OBJECTIVE: Please edit the items below so that every "instance" becomes "object", keeping all other text as it is. Leave the pictures out of your answer.

SUPPLIED DATA:
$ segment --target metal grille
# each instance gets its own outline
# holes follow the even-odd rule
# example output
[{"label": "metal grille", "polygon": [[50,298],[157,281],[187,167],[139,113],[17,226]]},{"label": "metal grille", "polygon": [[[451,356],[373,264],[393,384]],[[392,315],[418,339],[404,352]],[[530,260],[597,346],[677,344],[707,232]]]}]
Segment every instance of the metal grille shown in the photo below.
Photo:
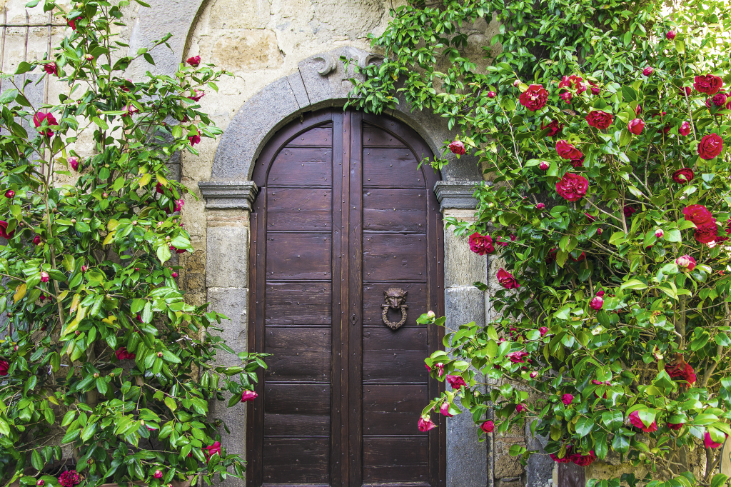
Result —
[{"label": "metal grille", "polygon": [[[46,27],[47,30],[47,42],[46,42],[46,53],[47,55],[50,56],[50,39],[51,39],[51,29],[53,27],[65,27],[65,23],[53,23],[53,12],[48,12],[48,21],[45,23],[31,23],[31,17],[28,13],[28,10],[26,10],[26,22],[25,23],[7,23],[7,9],[4,8],[2,10],[2,23],[0,24],[0,27],[2,28],[2,37],[0,38],[0,72],[3,72],[3,69],[4,67],[5,62],[5,39],[7,37],[7,29],[9,28],[20,28],[26,29],[24,45],[23,50],[23,60],[25,61],[28,61],[28,41],[31,34],[31,27]],[[48,102],[48,75],[46,75],[43,82],[43,103]],[[26,75],[23,75],[23,83],[25,84],[26,82]],[[0,91],[2,90],[2,82],[0,80]]]}]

SOLUTION TO THE EXERCISE:
$ segment --target metal grille
# each object gets its own outline
# holes follow the even-odd rule
# example output
[{"label": "metal grille", "polygon": [[50,298],[157,281],[187,167],[139,113],[17,226]]},{"label": "metal grille", "polygon": [[[451,356],[373,264],[393,384]],[[392,315],[418,339],[404,352]],[[530,260],[597,346],[677,344],[707,232]]]}]
Segment every object of the metal grille shown in the photo below.
Photo:
Result —
[{"label": "metal grille", "polygon": [[[46,27],[47,30],[47,42],[46,42],[46,53],[47,55],[50,56],[50,39],[51,39],[51,29],[53,27],[65,27],[65,23],[53,23],[53,12],[48,12],[48,21],[45,23],[31,23],[31,17],[28,13],[28,10],[26,10],[26,22],[25,23],[7,23],[7,9],[4,8],[2,10],[2,23],[0,24],[0,27],[2,28],[2,37],[0,38],[0,72],[3,72],[3,69],[4,67],[5,62],[5,39],[7,37],[7,29],[9,28],[20,28],[26,29],[24,45],[23,50],[23,60],[25,61],[28,61],[28,41],[31,34],[31,27]],[[48,102],[48,75],[46,75],[43,82],[43,103]],[[26,75],[23,75],[23,83],[25,84],[26,82]],[[0,91],[2,90],[2,82],[0,80]]]}]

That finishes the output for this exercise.